Do men have biological clocks? My father didn’t start his family until 35, and he never has pressured me to even start thinking about kids, which is understandable since I’m years away from my 35th birthday. Most of the time, as long as I eat marginally good, exercise regularly, and practice safe sex, I assume that I’ll be able to procreate well into old age.
Conversely, society places lots of pressure on women to maintain their fertility, constantly reminding them of their duty to maintain their womb’s efficacy. Well meaning conferences, with names like “Womb-Wellness” or “Love Thy Vag,” pop up everywhere alongside countless magazine articles and books about increasing or maintaining female fertility.
Above all, our biology suggests that many of us have strong, innate desires to reproduce, so it would seem that both, men and women, should take care of their reproductive juices, especially nowadays, when it’s common for people to start their nuclear families at a later age.
A new study focused its research on older men’s ability to maintain quality sperm. It turns out that as men age they can keep up with younger counterparts if they adhere to healthy eating practices, specifically focusing on micronutrients such as vitamins C and E, zinc, and folate.
Scientists at the U.S. Department of Energy’s Lawrence Berkeley National Laboratory (Berkeley Lab) published their findings in the online journal Fertility and Sterility.
According to Science Blog, their research comes as result of more men over 35 having children, increasing the likelihood of sperm DNA fragmentation, chromosomal rearrangements, and DNA strand damage. Many are starting to link the rise in children born with autism to men who have damaged sperm as result of their advanced age.
Although the study polled men whose ages ranged from 20 to 80-years-old with the average age being 44 to see where their vitamin intake was at before the research began, once the participants ingested higher levels of specific vitamins, all the men who were over 35 showed remarkable sperm regeneration.
The scientists analyzed the data several ways and came up with the same result each time: A diet high in antioxidants and micronutrients may decrease the risk of producing sperm with DNA damage, especially in older men.
This news seems to bode well for folks who love to eat their leafy green vegetables. Kale is one of the best sources of vitamin C while sesame seeds are a powerful source of zinc. Moreover, one can bathe his insides with vitamin E by eating sunflower seeds. And don’t forget that legumes, such as lentils and beans, and spinach are all excellent sources of folate.

--------------------

- _Questions_
A: Summarize the article on men's fertility and diet in two sentences.
B: According to the article on men's fertility and diet, in which journal did the Berkeley Lab scientists publish their findings?
C: Reproduce the passage of the article on men's fertility and diet starting at "Scientists at the" and ending at "remarkable sperm regeneration.".

--------------------

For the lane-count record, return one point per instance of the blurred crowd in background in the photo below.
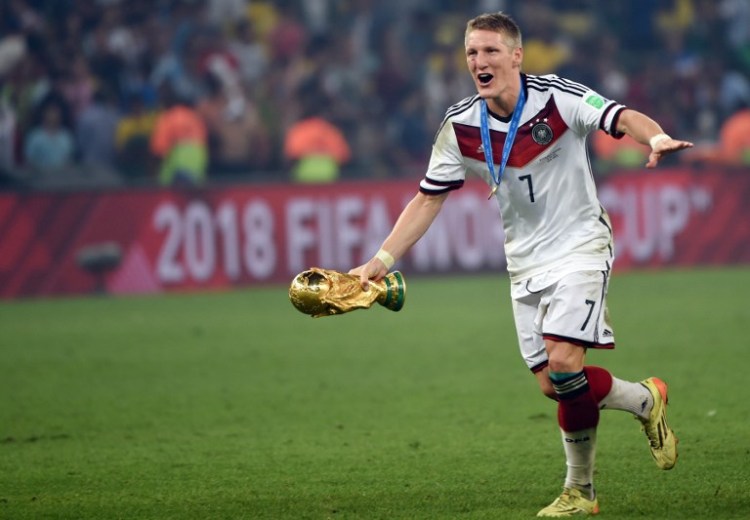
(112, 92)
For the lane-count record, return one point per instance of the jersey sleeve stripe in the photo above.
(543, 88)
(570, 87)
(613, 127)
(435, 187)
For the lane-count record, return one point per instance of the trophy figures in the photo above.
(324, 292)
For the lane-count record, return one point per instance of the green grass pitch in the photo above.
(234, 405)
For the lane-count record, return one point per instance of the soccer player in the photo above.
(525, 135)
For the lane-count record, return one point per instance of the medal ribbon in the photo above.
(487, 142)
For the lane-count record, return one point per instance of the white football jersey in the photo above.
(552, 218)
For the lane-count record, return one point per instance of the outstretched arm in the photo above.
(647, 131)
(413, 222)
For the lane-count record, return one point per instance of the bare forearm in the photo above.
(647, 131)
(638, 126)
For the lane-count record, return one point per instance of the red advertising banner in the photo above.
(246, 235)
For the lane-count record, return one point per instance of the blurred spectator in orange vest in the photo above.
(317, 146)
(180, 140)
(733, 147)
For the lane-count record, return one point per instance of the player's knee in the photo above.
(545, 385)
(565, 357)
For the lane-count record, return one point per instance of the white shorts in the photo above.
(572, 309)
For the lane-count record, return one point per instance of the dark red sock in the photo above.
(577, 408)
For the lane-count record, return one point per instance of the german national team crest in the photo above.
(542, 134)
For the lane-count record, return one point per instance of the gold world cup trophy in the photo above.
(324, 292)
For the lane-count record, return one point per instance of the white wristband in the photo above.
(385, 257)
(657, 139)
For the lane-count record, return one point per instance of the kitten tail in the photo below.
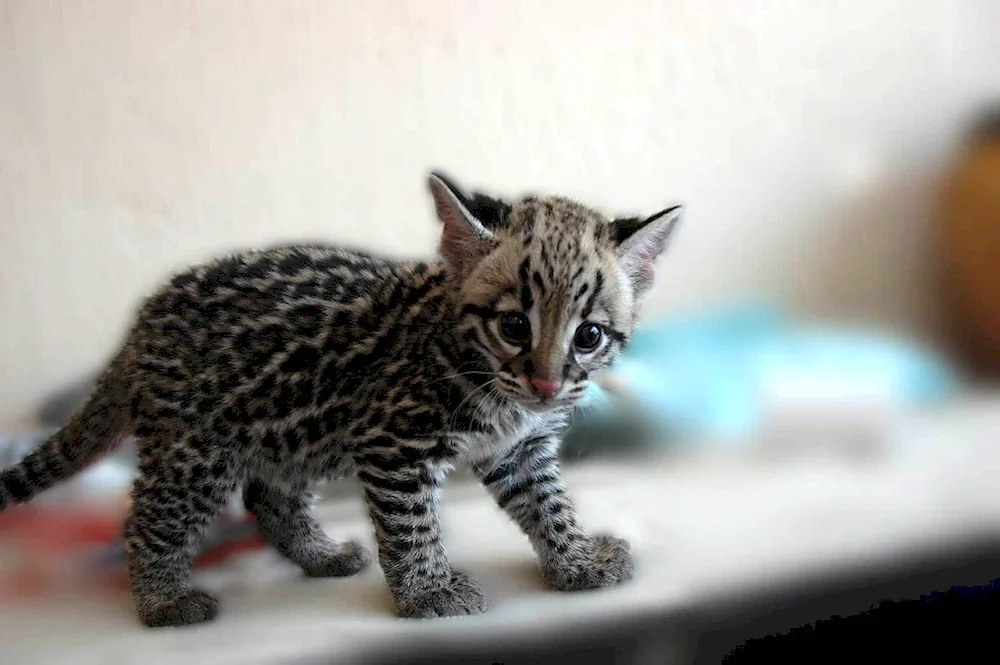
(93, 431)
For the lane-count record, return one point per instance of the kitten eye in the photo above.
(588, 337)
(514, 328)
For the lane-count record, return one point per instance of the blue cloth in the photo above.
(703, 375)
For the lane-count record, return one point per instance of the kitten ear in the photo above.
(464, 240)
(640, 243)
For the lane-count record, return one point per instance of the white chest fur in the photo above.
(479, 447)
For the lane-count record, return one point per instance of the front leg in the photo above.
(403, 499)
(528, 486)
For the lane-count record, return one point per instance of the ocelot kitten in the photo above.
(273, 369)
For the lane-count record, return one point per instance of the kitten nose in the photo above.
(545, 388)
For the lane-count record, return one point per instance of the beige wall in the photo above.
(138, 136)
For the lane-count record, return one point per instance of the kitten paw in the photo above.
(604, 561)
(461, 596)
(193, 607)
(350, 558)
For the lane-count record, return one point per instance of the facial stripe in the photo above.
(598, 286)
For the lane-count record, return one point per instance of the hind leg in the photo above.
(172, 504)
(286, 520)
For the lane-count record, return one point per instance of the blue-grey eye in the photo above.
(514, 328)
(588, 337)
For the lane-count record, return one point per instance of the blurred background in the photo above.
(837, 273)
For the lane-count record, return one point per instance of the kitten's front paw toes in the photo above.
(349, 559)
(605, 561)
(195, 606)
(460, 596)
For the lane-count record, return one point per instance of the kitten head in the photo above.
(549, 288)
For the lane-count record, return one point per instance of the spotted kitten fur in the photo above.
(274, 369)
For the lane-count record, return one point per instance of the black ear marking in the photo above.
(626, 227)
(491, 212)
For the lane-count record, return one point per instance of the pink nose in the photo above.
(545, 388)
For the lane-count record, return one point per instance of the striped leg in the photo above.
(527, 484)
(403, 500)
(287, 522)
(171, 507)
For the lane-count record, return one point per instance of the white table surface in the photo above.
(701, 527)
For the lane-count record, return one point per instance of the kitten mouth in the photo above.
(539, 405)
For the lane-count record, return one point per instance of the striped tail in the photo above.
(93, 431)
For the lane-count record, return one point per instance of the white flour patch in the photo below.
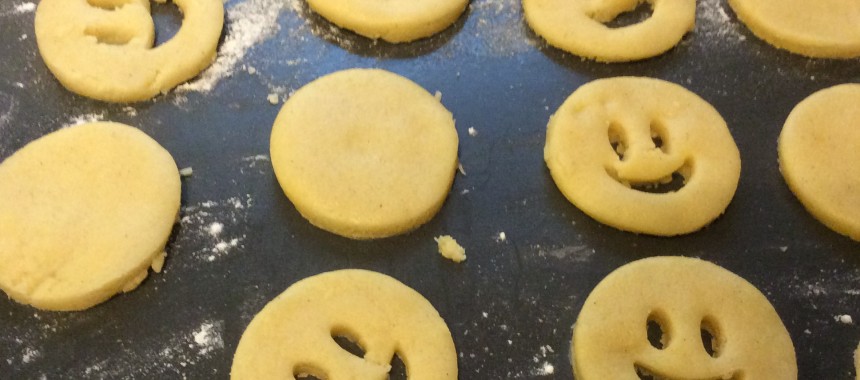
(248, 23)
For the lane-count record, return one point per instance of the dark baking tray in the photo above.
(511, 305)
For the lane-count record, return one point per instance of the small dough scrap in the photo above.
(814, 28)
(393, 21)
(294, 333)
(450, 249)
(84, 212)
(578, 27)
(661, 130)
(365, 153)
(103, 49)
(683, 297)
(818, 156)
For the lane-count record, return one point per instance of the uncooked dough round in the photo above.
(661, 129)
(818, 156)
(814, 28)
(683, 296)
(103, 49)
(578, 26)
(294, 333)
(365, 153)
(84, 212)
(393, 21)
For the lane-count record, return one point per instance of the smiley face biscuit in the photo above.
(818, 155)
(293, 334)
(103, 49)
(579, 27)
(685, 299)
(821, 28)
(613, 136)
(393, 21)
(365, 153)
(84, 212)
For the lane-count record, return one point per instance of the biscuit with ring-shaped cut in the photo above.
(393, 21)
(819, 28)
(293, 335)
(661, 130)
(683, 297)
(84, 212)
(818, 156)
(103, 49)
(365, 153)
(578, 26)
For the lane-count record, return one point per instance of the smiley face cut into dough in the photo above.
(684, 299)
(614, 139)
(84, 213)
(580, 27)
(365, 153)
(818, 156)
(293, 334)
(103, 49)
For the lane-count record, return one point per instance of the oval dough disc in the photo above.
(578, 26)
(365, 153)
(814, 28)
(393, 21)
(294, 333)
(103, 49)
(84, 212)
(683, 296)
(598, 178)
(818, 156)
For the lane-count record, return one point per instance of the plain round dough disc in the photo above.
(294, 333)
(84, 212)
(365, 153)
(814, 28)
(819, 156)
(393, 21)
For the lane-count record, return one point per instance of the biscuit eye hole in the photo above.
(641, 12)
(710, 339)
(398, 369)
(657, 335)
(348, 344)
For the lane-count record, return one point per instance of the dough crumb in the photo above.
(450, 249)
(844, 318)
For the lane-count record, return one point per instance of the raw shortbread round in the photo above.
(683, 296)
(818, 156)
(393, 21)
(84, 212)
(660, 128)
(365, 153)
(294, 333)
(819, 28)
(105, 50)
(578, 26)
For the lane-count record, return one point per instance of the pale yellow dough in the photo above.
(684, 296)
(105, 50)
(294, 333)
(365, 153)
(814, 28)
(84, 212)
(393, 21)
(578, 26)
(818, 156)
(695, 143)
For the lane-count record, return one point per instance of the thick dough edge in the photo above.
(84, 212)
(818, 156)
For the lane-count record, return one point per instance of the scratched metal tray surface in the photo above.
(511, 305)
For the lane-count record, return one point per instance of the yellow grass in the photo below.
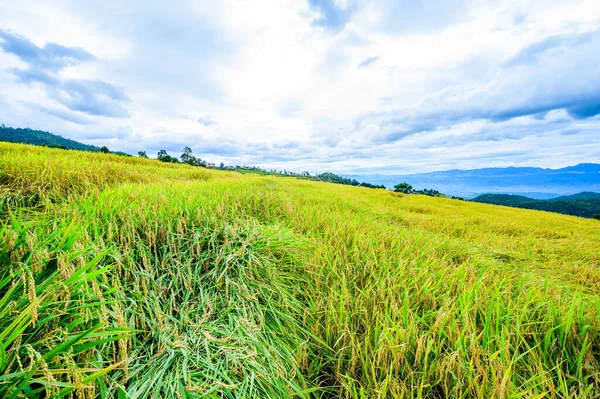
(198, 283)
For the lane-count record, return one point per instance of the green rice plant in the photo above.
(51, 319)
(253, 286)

--------------------

- _Answers to the exercise_
A: Scientists at Berkeley Lab reported in Fertility and Sterility that older men who ate more micronutrients such as vitamins C and E, zinc, and folate could maintain sperm quality and keep up with younger men. The article names foods that supply these nutrients, including kale, sesame seeds, sunflower seeds, legumes, and spinach.

B: The online journal Fertility and Sterility.

C:
Scientists at the U.S. Department of Energy’s Lawrence Berkeley National Laboratory (Berkeley Lab) published their findings in the online journal Fertility and Sterility.
According to Science Blog, their research comes as result of more men over 35 having children, increasing the likelihood of sperm DNA fragmentation, chromosomal rearrangements, and DNA strand damage. Many are starting to link the rise in children born with autism to men who have damaged sperm as result of their advanced age.
Although the study polled men whose ages ranged from 20 to 80-years-old with the average age being 44 to see where their vitamin intake was at before the research began, once the participants ingested higher levels of specific vitamins, all the men who were over 35 showed remarkable sperm regeneration.